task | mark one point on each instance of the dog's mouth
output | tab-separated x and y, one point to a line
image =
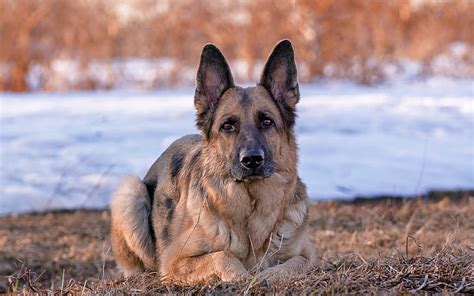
252	176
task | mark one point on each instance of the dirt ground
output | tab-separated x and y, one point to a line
387	245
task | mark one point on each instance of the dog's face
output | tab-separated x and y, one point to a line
247	126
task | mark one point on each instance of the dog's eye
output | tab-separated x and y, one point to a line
228	127
267	122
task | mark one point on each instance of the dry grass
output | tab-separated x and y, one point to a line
384	246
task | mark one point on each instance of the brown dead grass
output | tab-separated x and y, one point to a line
385	246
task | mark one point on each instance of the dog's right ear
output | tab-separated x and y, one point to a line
213	79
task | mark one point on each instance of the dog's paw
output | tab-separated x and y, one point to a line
235	276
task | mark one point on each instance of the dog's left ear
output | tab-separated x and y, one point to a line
213	79
280	78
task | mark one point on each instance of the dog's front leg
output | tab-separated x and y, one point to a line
287	270
218	265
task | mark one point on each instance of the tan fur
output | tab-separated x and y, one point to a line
130	208
206	225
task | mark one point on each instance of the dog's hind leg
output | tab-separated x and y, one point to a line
132	242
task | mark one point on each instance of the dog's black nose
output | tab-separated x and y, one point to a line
252	159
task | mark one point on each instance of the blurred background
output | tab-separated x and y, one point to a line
90	44
92	90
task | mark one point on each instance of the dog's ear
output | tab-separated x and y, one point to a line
213	79
280	78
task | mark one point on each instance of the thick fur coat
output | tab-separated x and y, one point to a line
227	203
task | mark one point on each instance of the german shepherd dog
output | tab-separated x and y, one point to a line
228	202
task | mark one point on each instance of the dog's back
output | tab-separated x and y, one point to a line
228	202
133	236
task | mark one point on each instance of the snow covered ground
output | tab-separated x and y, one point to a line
68	150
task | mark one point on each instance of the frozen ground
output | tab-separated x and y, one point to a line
70	150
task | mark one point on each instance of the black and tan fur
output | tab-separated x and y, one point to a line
227	203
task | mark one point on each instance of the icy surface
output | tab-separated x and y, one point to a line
70	150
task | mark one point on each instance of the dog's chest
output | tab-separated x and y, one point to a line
251	218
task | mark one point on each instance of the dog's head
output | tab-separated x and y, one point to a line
248	128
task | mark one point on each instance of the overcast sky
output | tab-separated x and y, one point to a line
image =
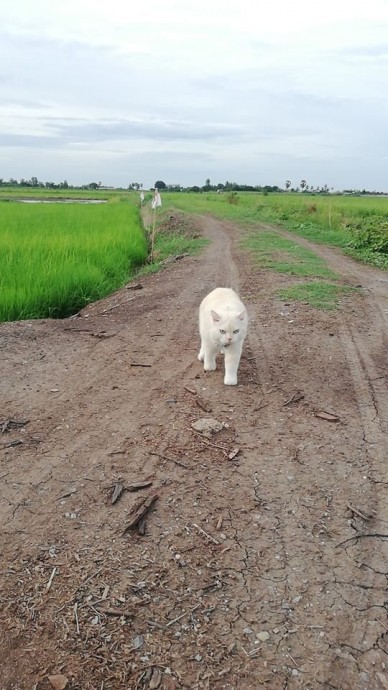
247	91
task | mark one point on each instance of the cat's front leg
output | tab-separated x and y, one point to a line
209	357
232	360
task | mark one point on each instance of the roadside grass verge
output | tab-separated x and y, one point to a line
357	225
278	253
318	294
175	235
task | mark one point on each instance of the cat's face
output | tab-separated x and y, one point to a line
229	328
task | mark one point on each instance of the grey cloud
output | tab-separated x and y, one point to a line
83	132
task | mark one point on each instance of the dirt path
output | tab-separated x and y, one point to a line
265	569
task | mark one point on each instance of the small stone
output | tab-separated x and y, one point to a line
263	636
208	426
138	641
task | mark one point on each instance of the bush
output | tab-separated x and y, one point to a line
371	235
232	198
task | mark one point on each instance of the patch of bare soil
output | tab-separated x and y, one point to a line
138	552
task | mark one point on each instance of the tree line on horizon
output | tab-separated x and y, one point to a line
220	187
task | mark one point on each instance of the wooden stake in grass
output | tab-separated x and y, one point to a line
155	203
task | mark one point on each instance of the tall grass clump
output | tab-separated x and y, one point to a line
54	259
358	225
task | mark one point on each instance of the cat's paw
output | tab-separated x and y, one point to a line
230	380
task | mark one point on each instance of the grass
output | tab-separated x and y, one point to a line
271	250
318	294
274	252
172	239
54	259
332	220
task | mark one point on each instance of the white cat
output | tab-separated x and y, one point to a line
223	324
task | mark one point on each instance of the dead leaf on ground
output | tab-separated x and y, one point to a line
117	492
327	416
58	681
155	679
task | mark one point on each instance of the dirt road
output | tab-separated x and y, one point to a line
264	558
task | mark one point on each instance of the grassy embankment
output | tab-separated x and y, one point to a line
56	258
359	226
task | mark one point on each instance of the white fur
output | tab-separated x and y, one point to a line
223	324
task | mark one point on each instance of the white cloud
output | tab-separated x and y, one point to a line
182	91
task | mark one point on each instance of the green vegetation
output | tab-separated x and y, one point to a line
55	258
174	236
273	251
318	294
358	225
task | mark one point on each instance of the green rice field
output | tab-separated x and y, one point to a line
55	258
359	225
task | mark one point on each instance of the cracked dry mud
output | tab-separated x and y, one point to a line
261	571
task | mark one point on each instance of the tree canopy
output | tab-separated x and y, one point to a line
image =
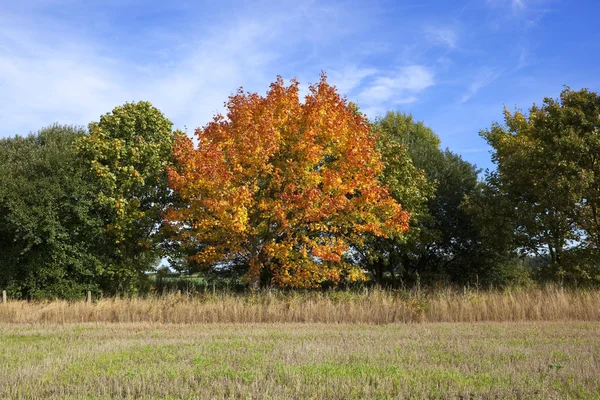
284	187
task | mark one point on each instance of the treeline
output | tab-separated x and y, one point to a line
289	193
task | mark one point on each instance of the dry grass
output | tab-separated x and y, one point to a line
376	307
541	360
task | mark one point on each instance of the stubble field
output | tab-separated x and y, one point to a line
523	359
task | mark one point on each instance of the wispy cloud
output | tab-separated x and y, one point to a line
442	35
58	75
401	86
482	78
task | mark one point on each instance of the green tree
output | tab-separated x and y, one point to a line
445	242
128	152
50	235
548	167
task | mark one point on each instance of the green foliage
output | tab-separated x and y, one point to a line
548	172
49	233
127	153
445	242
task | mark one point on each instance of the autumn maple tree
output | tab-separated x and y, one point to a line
284	187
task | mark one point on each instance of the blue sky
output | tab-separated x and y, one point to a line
452	64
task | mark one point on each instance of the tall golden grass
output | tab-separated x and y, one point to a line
370	307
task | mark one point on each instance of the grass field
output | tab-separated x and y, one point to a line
542	360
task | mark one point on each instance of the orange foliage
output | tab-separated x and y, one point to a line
283	186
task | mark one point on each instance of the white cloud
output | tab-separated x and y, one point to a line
49	72
482	78
442	35
349	78
399	86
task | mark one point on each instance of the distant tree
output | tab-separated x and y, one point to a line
50	234
283	188
549	171
445	242
127	153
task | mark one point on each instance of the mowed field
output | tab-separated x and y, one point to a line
545	360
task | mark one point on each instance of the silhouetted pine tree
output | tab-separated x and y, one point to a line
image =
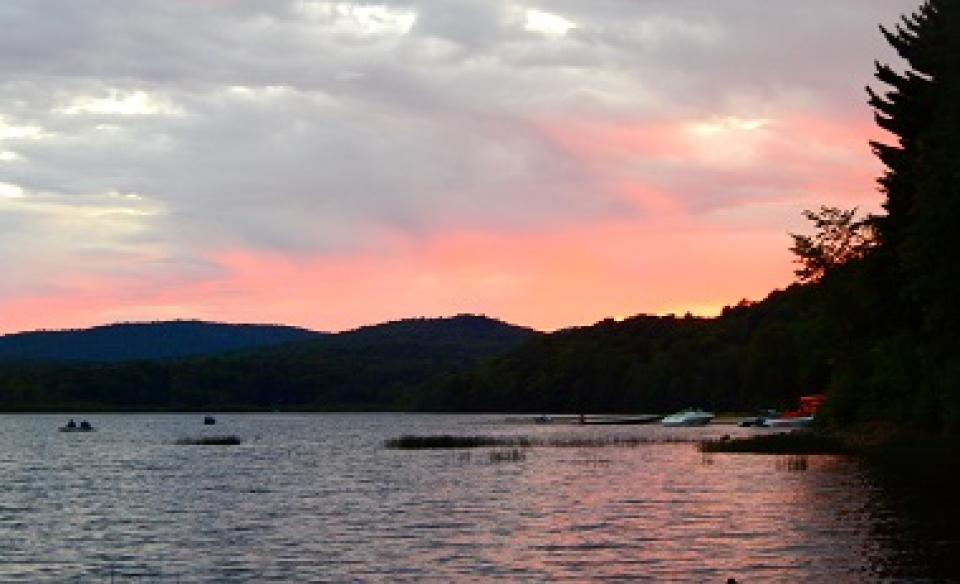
919	269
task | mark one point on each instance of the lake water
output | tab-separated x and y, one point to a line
317	498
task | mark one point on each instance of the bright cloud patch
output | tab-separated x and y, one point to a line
134	103
727	125
362	139
357	18
547	24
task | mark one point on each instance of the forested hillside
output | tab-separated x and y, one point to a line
369	368
144	340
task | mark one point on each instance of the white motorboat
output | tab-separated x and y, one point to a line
691	417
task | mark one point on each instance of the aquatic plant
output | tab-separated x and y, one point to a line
508	455
210	441
413	442
781	443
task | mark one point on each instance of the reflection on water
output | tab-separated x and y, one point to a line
317	498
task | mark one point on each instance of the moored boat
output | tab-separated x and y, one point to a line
789	422
691	417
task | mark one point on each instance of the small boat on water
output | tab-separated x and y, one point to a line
691	417
621	420
802	417
72	426
789	422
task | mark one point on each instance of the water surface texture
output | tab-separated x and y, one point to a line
317	498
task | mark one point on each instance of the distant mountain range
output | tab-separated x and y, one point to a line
189	365
145	340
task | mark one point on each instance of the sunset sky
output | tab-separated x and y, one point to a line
330	164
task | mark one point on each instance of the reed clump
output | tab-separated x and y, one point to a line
508	455
210	441
413	442
781	443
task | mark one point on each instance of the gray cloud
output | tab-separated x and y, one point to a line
309	125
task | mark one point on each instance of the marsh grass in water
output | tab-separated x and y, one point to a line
508	455
210	441
412	442
782	443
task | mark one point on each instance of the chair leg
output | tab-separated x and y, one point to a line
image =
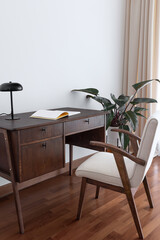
147	190
18	207
81	198
97	191
134	214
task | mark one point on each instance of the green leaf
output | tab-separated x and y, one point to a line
93	91
124	138
109	118
143	100
139	114
140	85
132	118
139	109
121	100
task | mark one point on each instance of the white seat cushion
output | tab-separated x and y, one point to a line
102	167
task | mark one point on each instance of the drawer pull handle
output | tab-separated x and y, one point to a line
87	121
44	145
43	129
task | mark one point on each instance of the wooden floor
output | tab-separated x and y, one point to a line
49	211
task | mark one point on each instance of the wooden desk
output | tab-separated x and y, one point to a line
30	148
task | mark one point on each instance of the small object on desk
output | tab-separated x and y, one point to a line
11	87
53	114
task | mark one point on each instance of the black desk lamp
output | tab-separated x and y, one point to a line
11	87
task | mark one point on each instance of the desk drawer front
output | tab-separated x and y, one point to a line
41	158
38	133
84	124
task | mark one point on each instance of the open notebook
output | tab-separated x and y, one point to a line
53	114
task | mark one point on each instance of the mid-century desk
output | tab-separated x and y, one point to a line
31	148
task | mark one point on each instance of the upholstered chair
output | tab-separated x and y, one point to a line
121	171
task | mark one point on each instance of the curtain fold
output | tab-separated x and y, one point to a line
141	54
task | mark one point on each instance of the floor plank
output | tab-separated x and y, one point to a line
49	211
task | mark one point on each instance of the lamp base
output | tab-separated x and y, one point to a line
14	118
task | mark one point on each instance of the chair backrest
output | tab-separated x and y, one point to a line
150	137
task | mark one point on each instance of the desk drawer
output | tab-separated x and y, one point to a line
38	133
84	124
41	158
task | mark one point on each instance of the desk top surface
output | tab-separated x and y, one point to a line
26	122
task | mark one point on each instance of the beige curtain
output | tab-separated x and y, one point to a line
142	49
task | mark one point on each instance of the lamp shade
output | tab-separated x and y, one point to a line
11	86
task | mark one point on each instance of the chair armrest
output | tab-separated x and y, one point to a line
127	132
120	151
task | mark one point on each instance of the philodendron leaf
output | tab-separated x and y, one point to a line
143	100
139	114
140	85
109	118
124	138
121	100
93	91
132	118
139	109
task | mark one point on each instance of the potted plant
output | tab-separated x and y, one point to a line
122	112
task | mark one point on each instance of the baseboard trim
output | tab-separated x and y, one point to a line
7	188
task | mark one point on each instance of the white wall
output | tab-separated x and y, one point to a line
54	46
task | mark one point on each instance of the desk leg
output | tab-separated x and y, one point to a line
70	159
18	206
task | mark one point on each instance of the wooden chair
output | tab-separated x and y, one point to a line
120	171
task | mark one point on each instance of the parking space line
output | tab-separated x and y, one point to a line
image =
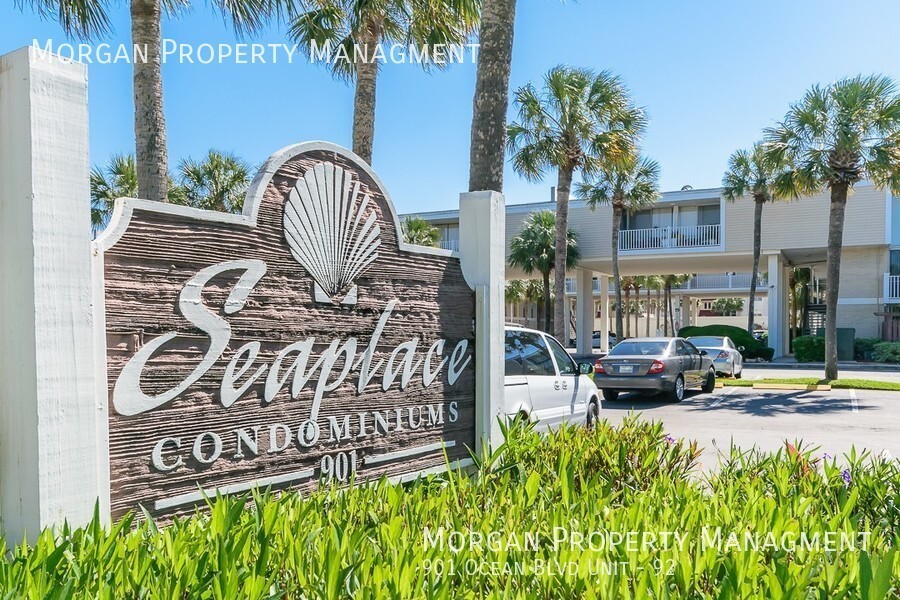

Your objective
Rewrite the records from the line containing "the desk leg" through the end of the records, inclusive, changing "wooden chair" to "office chair" and keeping every other part as it is. Leave the pictures out of your answer.

Answer to this task
task | mark one point on each instance of the desk leg
output | tab-separated x and y, one point to a line
70	159
18	206
task | mark one point on each instance of the office chair
output | tab-separated x and y, one point to a line
120	171
task | mark one point on each instance of the parking space line
output | tab-separated x and y, one point to a line
image =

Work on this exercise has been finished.